**EXTRACTED ENTRIES**

-- Begin --

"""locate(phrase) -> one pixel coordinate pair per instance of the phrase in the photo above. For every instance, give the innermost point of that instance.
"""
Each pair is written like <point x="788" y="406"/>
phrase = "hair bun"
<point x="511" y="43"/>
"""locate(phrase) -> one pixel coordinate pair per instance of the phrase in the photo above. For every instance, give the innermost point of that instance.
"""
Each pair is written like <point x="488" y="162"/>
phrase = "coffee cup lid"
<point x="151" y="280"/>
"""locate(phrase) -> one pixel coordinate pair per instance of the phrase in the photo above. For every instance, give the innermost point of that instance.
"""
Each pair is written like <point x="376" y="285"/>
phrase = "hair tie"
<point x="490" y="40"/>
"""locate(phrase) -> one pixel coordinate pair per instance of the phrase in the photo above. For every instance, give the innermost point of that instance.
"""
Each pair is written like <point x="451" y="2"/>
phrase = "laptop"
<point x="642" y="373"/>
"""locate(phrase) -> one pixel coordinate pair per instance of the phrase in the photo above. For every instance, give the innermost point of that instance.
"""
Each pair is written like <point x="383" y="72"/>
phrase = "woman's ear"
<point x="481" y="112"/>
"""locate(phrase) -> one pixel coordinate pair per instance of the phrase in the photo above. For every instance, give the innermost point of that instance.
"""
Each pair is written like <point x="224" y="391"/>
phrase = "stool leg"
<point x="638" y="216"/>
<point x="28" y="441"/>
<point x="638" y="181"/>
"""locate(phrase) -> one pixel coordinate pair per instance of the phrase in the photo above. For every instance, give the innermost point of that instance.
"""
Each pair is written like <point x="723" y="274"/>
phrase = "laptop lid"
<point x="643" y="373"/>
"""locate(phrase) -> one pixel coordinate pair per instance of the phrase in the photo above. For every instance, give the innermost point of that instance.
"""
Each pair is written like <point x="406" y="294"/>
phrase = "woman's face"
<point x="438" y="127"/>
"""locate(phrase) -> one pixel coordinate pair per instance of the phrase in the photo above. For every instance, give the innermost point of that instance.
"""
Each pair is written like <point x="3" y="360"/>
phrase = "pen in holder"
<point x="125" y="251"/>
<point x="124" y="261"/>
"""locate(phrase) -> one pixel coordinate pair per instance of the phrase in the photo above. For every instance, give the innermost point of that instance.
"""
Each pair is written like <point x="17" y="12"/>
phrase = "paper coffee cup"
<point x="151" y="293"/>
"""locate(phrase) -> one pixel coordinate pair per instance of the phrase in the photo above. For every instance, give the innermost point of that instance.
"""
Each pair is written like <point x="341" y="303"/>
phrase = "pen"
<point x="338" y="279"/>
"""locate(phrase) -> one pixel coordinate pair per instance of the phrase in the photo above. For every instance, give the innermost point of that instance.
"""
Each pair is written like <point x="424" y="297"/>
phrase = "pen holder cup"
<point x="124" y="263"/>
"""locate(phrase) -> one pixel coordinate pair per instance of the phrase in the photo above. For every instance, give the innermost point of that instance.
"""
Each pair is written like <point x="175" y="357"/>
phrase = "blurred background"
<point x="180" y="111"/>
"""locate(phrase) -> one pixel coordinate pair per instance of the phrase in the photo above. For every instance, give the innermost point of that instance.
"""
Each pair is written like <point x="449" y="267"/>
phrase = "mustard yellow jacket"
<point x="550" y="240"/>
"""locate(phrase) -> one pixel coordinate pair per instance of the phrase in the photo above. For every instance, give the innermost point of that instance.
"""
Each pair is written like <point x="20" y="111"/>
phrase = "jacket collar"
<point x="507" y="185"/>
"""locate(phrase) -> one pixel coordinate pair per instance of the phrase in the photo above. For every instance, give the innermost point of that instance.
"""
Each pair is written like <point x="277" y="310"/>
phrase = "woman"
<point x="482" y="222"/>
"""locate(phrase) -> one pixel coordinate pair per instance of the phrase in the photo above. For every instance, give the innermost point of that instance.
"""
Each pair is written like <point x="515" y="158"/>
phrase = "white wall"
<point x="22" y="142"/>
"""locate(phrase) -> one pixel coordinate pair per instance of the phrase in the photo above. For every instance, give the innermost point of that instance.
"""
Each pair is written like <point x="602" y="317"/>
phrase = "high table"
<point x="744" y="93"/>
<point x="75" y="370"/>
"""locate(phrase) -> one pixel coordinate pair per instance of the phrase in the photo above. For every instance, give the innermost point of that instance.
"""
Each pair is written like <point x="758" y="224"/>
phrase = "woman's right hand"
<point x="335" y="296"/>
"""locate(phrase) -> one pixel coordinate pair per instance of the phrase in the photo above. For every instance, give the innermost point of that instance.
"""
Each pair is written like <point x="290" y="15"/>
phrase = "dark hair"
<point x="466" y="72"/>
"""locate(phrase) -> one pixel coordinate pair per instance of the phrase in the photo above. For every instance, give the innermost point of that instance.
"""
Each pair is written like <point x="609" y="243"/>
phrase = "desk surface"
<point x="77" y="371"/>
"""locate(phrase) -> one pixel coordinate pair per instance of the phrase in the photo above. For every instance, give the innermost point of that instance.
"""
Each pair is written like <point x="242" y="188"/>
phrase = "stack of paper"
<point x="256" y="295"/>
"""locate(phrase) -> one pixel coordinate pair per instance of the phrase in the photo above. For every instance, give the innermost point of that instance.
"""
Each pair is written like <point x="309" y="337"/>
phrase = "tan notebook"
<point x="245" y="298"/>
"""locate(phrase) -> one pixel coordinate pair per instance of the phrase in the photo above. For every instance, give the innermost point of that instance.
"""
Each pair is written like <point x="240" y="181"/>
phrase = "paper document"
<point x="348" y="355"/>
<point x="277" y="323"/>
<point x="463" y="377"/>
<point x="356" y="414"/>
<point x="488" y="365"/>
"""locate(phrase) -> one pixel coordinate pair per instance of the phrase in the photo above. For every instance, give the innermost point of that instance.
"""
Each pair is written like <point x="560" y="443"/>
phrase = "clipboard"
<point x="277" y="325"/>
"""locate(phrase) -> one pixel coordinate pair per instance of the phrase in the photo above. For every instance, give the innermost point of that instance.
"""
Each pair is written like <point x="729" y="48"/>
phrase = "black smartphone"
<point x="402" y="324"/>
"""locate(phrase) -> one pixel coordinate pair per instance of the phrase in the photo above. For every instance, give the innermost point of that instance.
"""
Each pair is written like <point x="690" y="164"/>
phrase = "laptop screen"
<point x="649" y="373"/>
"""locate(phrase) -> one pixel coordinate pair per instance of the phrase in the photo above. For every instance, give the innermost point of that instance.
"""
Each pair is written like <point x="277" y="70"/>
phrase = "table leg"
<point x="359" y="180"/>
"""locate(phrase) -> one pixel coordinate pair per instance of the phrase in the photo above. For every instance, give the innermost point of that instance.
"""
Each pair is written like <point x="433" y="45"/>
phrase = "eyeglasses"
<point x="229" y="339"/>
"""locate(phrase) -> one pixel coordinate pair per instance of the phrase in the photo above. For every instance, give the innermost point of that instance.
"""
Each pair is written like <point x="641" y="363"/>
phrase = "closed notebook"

-- End --

**DO THIS**
Pull out every line of the entries above that contains the string "holder", matching case exactly.

**RESULT BELOW**
phrase = "pen in holder"
phrase = "pen holder cup"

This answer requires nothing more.